*** EXTRACTED MATERIAL ***

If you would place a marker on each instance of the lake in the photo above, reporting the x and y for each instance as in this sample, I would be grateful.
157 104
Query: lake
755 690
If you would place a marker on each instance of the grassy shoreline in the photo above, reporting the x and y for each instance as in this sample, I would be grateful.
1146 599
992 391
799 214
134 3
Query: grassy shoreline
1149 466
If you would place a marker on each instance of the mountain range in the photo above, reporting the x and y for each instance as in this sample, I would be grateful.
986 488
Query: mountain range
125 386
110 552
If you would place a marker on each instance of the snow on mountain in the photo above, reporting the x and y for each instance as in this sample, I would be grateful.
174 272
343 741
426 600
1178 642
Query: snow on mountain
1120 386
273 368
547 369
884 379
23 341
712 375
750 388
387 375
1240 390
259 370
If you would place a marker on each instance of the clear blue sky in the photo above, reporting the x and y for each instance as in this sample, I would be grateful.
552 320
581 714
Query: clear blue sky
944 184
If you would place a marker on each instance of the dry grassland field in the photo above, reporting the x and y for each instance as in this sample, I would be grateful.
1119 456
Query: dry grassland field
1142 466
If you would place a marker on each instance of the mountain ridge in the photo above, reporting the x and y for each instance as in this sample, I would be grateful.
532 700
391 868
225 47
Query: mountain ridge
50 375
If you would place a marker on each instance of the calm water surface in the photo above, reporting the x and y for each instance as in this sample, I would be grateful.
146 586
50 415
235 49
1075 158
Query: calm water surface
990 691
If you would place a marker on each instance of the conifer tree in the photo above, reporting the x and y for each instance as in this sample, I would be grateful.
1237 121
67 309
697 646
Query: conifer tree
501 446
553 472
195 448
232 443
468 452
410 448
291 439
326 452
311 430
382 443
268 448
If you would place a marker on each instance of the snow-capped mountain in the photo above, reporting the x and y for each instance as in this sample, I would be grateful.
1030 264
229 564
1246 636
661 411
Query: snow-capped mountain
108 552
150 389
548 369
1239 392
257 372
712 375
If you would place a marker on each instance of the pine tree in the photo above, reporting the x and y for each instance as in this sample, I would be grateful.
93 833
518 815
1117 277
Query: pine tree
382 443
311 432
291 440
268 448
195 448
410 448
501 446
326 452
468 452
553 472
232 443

***

Everything from the line containing "the dry grassland" through the final line of the entries is to be written out exactly. No other lines belong in the answer.

If you would place a marker on each instance of the dry grassland field in the photo above, reporting the x and y for each instance as in this sample, I would be grateful.
1119 456
Query: dry grassland field
1142 466
If you would place a marker on each instance of the mountain ridge in the photo above, reporting the x and y for each instance as in this sample, I would be grateful.
532 700
391 868
225 47
Query: mountain ridge
50 375
If you would place a marker on each instance of the calm water surface in the photo above, reporting the x and y for each instance as in this sample, I would be grateful.
146 586
50 415
235 49
1075 158
Query: calm water surface
990 691
If you would place a marker on each instance of the conifer tree in the photo above, reporting the x and y for each instance as in this sample, I would be grateful.
1237 121
67 309
697 646
Query: conifer tree
501 446
553 472
195 448
232 443
468 452
410 448
291 439
326 452
311 430
382 443
268 448
If you would place a marker on each instance of the snow-capped mountain in the photo above, reporting the x and y for each instance as in this sample, I would be grateful.
1030 264
229 564
1246 636
661 411
Query: snow-capped mountain
108 552
150 389
548 369
1239 392
257 372
712 375
If you would place a marker on each instance of the pine tree in the photo above, reporting the x and y for each instance as in this sample, I would be grateful.
93 833
518 815
1117 277
Query: pine tree
382 443
311 432
291 440
268 448
195 448
410 448
501 446
326 452
468 452
553 472
232 443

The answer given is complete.